··· Supplied records

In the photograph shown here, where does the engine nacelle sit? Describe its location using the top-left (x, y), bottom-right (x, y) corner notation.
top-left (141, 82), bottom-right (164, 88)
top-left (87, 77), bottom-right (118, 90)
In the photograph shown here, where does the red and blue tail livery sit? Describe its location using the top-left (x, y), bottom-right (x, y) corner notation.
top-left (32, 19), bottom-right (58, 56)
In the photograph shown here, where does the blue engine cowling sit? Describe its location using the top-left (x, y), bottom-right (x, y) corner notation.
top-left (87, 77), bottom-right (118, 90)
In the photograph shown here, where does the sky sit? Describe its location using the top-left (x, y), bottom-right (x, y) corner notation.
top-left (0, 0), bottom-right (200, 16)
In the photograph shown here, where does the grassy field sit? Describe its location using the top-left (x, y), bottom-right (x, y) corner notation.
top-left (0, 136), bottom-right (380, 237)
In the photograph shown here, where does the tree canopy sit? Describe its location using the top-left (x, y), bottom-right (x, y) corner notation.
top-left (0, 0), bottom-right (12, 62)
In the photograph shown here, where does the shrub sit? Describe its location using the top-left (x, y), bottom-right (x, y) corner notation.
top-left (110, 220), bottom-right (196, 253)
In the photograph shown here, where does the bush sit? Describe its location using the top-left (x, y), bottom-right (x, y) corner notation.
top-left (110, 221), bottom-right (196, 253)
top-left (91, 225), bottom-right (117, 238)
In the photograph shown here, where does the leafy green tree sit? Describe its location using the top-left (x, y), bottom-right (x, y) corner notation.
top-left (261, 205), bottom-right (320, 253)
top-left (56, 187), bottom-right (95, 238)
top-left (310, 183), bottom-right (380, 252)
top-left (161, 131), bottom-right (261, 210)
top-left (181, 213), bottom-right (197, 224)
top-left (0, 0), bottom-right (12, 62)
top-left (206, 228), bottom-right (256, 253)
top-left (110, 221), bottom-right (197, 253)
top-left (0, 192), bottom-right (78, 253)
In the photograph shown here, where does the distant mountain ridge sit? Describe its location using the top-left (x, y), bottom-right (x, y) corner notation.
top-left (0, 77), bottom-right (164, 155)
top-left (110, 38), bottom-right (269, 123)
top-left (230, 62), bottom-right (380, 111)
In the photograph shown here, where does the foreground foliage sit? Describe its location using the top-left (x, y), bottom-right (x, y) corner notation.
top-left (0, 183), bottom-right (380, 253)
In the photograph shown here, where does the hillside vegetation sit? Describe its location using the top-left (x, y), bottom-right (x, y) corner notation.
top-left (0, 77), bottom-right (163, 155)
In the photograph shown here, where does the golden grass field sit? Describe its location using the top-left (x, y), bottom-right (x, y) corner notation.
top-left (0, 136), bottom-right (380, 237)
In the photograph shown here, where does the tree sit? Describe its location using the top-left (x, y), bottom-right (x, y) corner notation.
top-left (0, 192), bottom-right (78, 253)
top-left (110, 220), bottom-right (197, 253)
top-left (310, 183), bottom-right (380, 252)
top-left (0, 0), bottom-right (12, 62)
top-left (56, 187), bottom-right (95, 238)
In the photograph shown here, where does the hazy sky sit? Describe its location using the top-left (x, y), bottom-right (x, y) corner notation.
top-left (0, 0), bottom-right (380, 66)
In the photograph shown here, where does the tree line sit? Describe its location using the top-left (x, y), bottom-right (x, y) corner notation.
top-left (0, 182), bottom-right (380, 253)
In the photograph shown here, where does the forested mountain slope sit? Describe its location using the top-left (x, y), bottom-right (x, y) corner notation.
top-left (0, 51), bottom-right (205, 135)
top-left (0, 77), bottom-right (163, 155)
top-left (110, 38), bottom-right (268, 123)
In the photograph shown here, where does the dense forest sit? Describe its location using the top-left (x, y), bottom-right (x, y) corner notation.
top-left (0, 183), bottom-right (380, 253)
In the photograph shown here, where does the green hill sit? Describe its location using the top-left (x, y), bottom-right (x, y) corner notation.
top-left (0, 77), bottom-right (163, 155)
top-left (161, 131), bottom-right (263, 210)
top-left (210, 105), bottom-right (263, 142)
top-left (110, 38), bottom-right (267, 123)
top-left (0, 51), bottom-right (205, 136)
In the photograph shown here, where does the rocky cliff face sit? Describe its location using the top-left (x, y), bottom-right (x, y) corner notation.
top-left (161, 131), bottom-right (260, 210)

······

Exercise description: Give the rows from the first one through the line containing "top-left (91, 225), bottom-right (117, 238)", inclusive, as a numbered list, leaving out any blank lines.

Reply:
1. In the photograph shown here, where does the engine nacelle sit? Describe its location using the top-left (x, y), bottom-right (x, y) corner notation.
2. top-left (141, 82), bottom-right (164, 88)
3. top-left (87, 77), bottom-right (118, 90)
4. In the photograph shown here, where does the red and blue tail livery sit? Describe its location using the top-left (x, y), bottom-right (x, y) corner notation.
5. top-left (32, 19), bottom-right (58, 56)
6. In the photograph shown here, where does the blue engine cowling sit? Describe its location using the top-left (x, y), bottom-right (x, y) corner notation.
7. top-left (87, 77), bottom-right (118, 90)
8. In the photograph shown here, where does the sky sit? Describe its location using the top-left (x, y), bottom-right (x, y) corner notation.
9. top-left (0, 0), bottom-right (200, 16)
10. In the photograph shown here, where does the grassy field sit? Describe its location using the top-left (x, y), bottom-right (x, y) corner notation.
11. top-left (0, 136), bottom-right (380, 237)
12. In the photograph shown here, where does the tree canopy sit? Describe its location using the top-left (x, y), bottom-right (x, y) corner notation.
13. top-left (0, 0), bottom-right (12, 62)
14. In the photograph shown here, where does the shrub sit? Describe its location using the top-left (x, y), bottom-right (x, y) corner notation.
15. top-left (110, 220), bottom-right (196, 253)
16. In the photograph shown here, where does the bush sit? Describe its location using the top-left (x, y), bottom-right (x, y) corner notation.
17. top-left (110, 221), bottom-right (196, 253)
18. top-left (91, 225), bottom-right (117, 238)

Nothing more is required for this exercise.